→ **Problem to work on**: Would you transcribe each of the entries exactly, with nothing added or dropped?

→ **Saved entries**:
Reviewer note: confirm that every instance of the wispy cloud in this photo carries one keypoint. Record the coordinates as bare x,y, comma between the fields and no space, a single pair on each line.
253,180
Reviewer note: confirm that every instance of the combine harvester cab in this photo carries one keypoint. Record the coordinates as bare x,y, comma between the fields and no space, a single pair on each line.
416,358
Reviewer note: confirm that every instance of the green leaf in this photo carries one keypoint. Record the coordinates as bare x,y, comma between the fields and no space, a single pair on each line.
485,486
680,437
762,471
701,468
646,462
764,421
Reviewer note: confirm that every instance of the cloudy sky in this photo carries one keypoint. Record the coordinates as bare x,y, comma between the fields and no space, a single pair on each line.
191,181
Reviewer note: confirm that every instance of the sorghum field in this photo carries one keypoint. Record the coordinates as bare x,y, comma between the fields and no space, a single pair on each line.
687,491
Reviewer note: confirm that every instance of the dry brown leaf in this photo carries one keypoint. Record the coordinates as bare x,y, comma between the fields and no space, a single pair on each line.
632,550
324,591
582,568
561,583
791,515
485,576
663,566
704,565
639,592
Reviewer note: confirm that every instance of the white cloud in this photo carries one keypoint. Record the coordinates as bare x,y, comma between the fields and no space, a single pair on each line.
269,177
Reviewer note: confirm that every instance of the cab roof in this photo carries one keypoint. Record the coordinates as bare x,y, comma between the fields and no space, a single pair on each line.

→ **Your solution**:
Reviewer note: confirm that every instance of the wispy cloud in this photo carries one keypoint. Record the coordinates as bare x,y, comma between the fields and no space, a single pair on each line.
253,180
Reviewer note: confirm that every instance of the combine harvester cab in this photo carries one keypoint. Record the coordinates as bare x,y, comma between the fields and no space, a single pair on each line.
416,358
Reviewer note: confirm that every instance of the green leaf in this photo carries one keypoint. Record the coordinates as bare x,y, comma between the fields and no space, a single pair on each line.
485,486
680,437
762,471
701,468
646,462
764,421
Reviewer note: confirm that every instance of the cloudy sky in this photo carries one keypoint. Record the coordinates as bare x,y, comma between the fields and no space, a single pair on each line.
191,181
Reviewer note: confirm that every instance of the sorghum field in this photo carries one keypoint. Record the coordinates as bare x,y, comma between the fields and no space, a single pair on each line.
687,491
Reviewer note: confirm that every instance of the dry brown leaf in this photo carries one keypoint. Record the coordinates as bare x,y, comma between the fields and no space, a single pair on each line.
632,550
324,591
582,568
561,583
791,515
485,576
663,566
704,565
639,592
Reviewer note: confirm that every instance of the white cloud in this photo carries one keypoint. Record the coordinates as bare x,y, comma between the fields and no space, a single pair on each line.
269,177
Reviewer note: confirm that every instance of the cab roof in this photo carries one keypoint. Record the coordinates as bare x,y, comma between the fields and no space, a single pair on each line.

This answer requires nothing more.